» Task directions
Give back exactly the lines from the one containing "Expected behaviour: for every instance of the red and" through the end of the records, including both, and no others.

» Entries shown

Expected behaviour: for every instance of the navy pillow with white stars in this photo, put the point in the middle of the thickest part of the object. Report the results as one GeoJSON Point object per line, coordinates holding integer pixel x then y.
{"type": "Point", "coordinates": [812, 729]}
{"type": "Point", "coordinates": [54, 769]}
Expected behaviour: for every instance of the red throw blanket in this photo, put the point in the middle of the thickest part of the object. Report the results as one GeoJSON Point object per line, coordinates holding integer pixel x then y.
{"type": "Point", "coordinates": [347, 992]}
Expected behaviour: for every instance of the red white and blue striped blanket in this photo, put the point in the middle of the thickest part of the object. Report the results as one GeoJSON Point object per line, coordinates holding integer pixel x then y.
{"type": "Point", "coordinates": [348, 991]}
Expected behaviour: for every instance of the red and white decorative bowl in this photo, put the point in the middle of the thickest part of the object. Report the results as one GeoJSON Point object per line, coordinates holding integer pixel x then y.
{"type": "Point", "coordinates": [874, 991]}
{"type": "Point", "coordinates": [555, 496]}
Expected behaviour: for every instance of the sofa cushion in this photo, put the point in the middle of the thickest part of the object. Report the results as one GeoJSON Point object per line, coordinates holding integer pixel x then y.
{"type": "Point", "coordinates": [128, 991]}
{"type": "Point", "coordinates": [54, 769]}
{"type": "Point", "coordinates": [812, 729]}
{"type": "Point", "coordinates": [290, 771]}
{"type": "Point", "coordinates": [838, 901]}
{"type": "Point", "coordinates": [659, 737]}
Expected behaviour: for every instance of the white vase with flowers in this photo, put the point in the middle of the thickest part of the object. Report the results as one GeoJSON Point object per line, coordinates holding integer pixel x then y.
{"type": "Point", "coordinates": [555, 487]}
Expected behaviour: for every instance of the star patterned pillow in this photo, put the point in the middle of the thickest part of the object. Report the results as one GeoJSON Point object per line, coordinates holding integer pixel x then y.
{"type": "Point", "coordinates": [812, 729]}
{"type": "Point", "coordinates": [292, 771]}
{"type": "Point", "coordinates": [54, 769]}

» Finished exercise
Expected behaviour: for every instance of the red and white decorative bowl in this photo, put the point in the middle of the thickest part of the object. Report the results as one GeoJSON Point object per line, coordinates holding integer pixel x then y.
{"type": "Point", "coordinates": [874, 991]}
{"type": "Point", "coordinates": [555, 496]}
Expected behaviour: for every instance of the sofa cushion in this photo, put the point in the middle of the thickest part of the object. Report the results as one GeoJSON Point object per line, coordinates holding integer pixel x then y.
{"type": "Point", "coordinates": [128, 991]}
{"type": "Point", "coordinates": [54, 769]}
{"type": "Point", "coordinates": [812, 729]}
{"type": "Point", "coordinates": [290, 771]}
{"type": "Point", "coordinates": [838, 901]}
{"type": "Point", "coordinates": [659, 737]}
Expected behaviour: for every instance of the white vase with flowers in this photo, put the point in the middle of the thickest part of the object. Report the results as one GeoJSON Point object per line, coordinates holding integer pixel x then y.
{"type": "Point", "coordinates": [555, 487]}
Expected behaviour: for every instance of the star patterned pillow in this photo, put the point in the middle of the thickest part of the object. Report the results as one GeoJSON Point object per line, coordinates holding integer pixel x then y.
{"type": "Point", "coordinates": [812, 729]}
{"type": "Point", "coordinates": [292, 771]}
{"type": "Point", "coordinates": [54, 769]}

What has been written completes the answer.